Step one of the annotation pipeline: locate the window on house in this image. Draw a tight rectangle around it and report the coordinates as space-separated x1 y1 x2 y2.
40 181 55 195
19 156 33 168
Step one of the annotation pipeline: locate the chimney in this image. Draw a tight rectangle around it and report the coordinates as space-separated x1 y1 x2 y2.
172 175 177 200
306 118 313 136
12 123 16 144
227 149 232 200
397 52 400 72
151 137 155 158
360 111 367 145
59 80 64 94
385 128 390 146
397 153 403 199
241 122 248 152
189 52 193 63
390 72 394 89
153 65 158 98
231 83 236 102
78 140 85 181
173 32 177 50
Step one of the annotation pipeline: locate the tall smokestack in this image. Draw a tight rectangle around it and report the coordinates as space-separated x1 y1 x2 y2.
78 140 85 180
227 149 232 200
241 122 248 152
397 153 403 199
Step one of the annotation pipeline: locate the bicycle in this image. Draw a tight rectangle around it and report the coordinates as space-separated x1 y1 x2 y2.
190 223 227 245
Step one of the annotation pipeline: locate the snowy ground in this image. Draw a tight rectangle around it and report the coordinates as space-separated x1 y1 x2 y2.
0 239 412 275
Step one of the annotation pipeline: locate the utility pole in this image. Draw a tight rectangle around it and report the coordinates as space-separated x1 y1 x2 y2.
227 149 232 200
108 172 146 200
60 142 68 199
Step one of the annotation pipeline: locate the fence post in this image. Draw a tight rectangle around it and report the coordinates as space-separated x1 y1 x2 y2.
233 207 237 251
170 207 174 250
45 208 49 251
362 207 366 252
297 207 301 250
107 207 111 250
===
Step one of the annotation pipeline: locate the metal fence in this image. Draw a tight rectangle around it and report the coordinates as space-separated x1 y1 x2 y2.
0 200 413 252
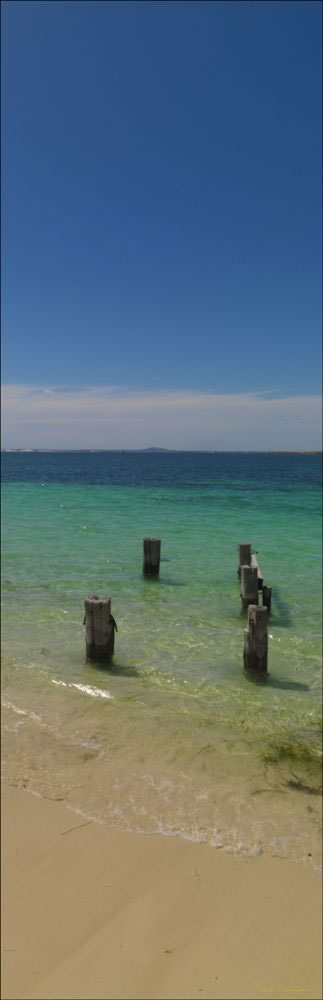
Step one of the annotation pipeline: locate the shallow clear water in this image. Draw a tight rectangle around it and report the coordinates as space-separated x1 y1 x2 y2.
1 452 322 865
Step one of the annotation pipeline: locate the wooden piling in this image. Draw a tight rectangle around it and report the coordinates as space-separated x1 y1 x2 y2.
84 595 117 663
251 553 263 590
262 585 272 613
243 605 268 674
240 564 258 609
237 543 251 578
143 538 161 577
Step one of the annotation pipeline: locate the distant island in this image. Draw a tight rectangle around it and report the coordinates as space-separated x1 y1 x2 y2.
===
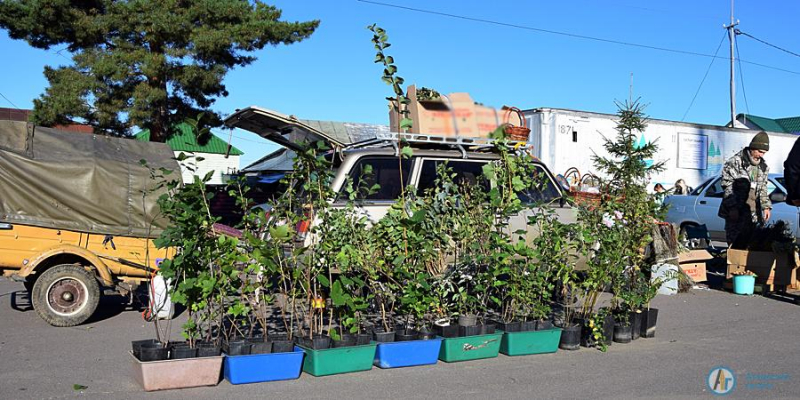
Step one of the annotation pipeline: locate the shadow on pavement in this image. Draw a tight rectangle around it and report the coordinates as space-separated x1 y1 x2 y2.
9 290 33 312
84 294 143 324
===
▶ WORK REQUEST:
Every line above from the line with "Step one of the annotation pipeline: locate the shallow" to the line with "Step one of the annotation pipeline: locate the distant", inclusive, must be returned exactly; no other line belongs in the reply.

▶ EXERCISE RESULT:
Step one of the annotation pipeline: locate the shallow clear water in this image. Draw a tight rectangle around it and report the coordinates as space-separated x1 y1 x2 y2.
1 452 322 865
Step one of the annotation pipeline: locate the wooden piling in this image. Draw a tight rectangle around it and report the coordinates as space-separated x1 y1 x2 y2.
84 595 117 663
251 553 263 590
262 585 272 613
243 605 268 674
240 564 258 609
237 543 251 578
143 538 161 577
Step one of the annotation pipeline: locate the distant island in this image. Draw a tight rectangle around it and report the coordinates as space-separated x1 y1 x2 y2.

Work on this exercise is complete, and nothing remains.